___ Available data
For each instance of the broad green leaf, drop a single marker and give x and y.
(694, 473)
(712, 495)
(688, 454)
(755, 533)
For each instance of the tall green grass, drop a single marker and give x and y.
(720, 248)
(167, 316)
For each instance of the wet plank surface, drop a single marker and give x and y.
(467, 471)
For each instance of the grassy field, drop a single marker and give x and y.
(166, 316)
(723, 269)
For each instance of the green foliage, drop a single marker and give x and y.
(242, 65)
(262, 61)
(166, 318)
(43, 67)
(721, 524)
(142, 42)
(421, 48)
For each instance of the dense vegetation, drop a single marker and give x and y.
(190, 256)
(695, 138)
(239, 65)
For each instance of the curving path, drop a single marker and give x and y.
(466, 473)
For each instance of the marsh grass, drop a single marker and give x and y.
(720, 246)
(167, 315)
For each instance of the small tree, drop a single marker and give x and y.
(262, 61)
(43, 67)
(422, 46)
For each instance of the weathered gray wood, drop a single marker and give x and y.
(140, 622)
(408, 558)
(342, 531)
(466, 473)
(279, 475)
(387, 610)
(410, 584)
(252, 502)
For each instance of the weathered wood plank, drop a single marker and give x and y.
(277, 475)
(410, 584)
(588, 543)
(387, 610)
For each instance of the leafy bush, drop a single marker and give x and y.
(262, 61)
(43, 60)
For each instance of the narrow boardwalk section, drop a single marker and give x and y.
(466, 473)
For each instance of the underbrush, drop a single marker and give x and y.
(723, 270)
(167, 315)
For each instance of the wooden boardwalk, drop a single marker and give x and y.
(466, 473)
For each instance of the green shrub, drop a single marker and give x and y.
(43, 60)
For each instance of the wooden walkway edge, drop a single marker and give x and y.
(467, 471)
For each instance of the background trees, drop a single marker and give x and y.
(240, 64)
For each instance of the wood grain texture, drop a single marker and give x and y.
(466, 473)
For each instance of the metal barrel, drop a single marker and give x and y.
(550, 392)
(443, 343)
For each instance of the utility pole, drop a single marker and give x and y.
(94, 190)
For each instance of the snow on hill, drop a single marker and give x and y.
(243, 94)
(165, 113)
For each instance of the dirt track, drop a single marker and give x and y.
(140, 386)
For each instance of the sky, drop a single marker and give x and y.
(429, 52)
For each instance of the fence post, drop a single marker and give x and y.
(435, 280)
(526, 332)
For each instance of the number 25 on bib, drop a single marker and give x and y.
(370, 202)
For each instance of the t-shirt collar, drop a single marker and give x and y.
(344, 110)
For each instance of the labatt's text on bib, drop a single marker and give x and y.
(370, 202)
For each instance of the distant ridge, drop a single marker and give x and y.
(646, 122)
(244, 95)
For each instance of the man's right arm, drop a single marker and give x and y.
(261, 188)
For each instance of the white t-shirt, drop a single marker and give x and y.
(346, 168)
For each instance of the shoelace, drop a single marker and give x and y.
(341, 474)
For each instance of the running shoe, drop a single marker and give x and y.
______
**Instruction:**
Please lay out all of the data above as a Markdown table with a Row column for the row number and a Line column for the line. Leave out any blank lines.

**Response:**
| Row | Line |
|---|---|
| 1 | For each instance of the broad green leaf, drop a single marker and give x and y. |
| 2 | (694, 473) |
| 3 | (712, 495) |
| 4 | (688, 454) |
| 5 | (755, 533) |
| 6 | For each instance of the tall green grass, drop a single marker and give x and y. |
| 7 | (720, 248) |
| 8 | (167, 316) |
| 9 | For each instance of the wet plank surface, drop a single marker and give x and y. |
| 10 | (467, 471) |
| 11 | For each instance of the grassy field, drop a single marker and give x and y. |
| 12 | (166, 316) |
| 13 | (723, 269) |
| 14 | For each instance of the green foliage, drop a single marker and give x and y. |
| 15 | (242, 65) |
| 16 | (262, 61) |
| 17 | (166, 318) |
| 18 | (43, 67) |
| 19 | (721, 524) |
| 20 | (142, 42) |
| 21 | (421, 48) |
| 22 | For each instance of the dense vegetation, drop a single marker and give x and y. |
| 23 | (190, 256) |
| 24 | (695, 138) |
| 25 | (239, 65) |
| 26 | For each instance of the curving path, drop a single marker and give x and y. |
| 27 | (466, 473) |
| 28 | For each instance of the marsh grass, drop a single marker and give x and y. |
| 29 | (720, 246) |
| 30 | (167, 315) |
| 31 | For each instance of the small tree, drop a single marker and give x and y. |
| 32 | (262, 61) |
| 33 | (43, 67) |
| 34 | (422, 46) |
| 35 | For each instance of the weathered gray wood, drop a single marker and give x and y. |
| 36 | (140, 622) |
| 37 | (408, 558) |
| 38 | (342, 531) |
| 39 | (466, 473) |
| 40 | (279, 475) |
| 41 | (387, 610) |
| 42 | (410, 584) |
| 43 | (252, 502) |
| 44 | For each instance of the weathered wood plank, drop a single marker and give x and y. |
| 45 | (277, 475) |
| 46 | (410, 584) |
| 47 | (588, 543) |
| 48 | (387, 610) |
| 49 | For each instance of the leafy bush, drop a single marker and give x and y. |
| 50 | (262, 61) |
| 51 | (43, 60) |
| 52 | For each instance of the narrow boardwalk section, drop a single marker and give x and y. |
| 53 | (466, 473) |
| 54 | For each instance of the underbrush, drop a single marker and give x and y. |
| 55 | (723, 270) |
| 56 | (167, 315) |
| 57 | For each instance of the wooden boardwalk, drop a single marker and give x and y. |
| 58 | (466, 473) |
| 59 | For each instance of the green shrub, drop a single marker and give x and y. |
| 60 | (43, 60) |
| 61 | For each instance of the wooden walkway edge, drop a single marker and give x and y. |
| 62 | (467, 471) |
| 63 | For each instance of the background trees, drop a single marker and give x and y. |
| 64 | (240, 64) |
| 65 | For each instance of the wood grain texture, drop a single marker and give x and y. |
| 66 | (466, 473) |
| 67 | For each instance of the metal barrel, drop a single marker and give x and y. |
| 68 | (550, 392) |
| 69 | (443, 343) |
| 70 | For each instance of the utility pole, drop a single marker and give x and y. |
| 71 | (94, 190) |
| 72 | For each instance of the snow on hill, drop a single marker and give x and y. |
| 73 | (243, 94) |
| 74 | (165, 113) |
| 75 | For each instance of the dirt track, drop a single marker and give x and y. |
| 76 | (140, 386) |
| 77 | For each instance of the sky, drop a single marker and give x and y. |
| 78 | (429, 52) |
| 79 | For each instance of the fence post, drop a single marker and give x and y. |
| 80 | (435, 280) |
| 81 | (526, 332) |
| 82 | For each instance of the number 25 on bib, drop a single marker and give x and y. |
| 83 | (370, 202) |
| 84 | For each instance of the t-shirt collar, drop a single marker and give x and y. |
| 85 | (344, 110) |
| 86 | For each instance of the labatt's text on bib, drop a single marker and give x and y. |
| 87 | (370, 202) |
| 88 | For each instance of the distant ridge, drop a single marker and give x and y. |
| 89 | (646, 122) |
| 90 | (244, 95) |
| 91 | For each instance of the man's right arm, drop a single marker and give x and y. |
| 92 | (261, 188) |
| 93 | For each instance of the white t-shirt, drop a single marker and give x and y. |
| 94 | (346, 168) |
| 95 | For each instance of the shoelace, drop a single marker and give x and y. |
| 96 | (341, 474) |
| 97 | For each instance of the running shoe, drop a single marker and give x and y. |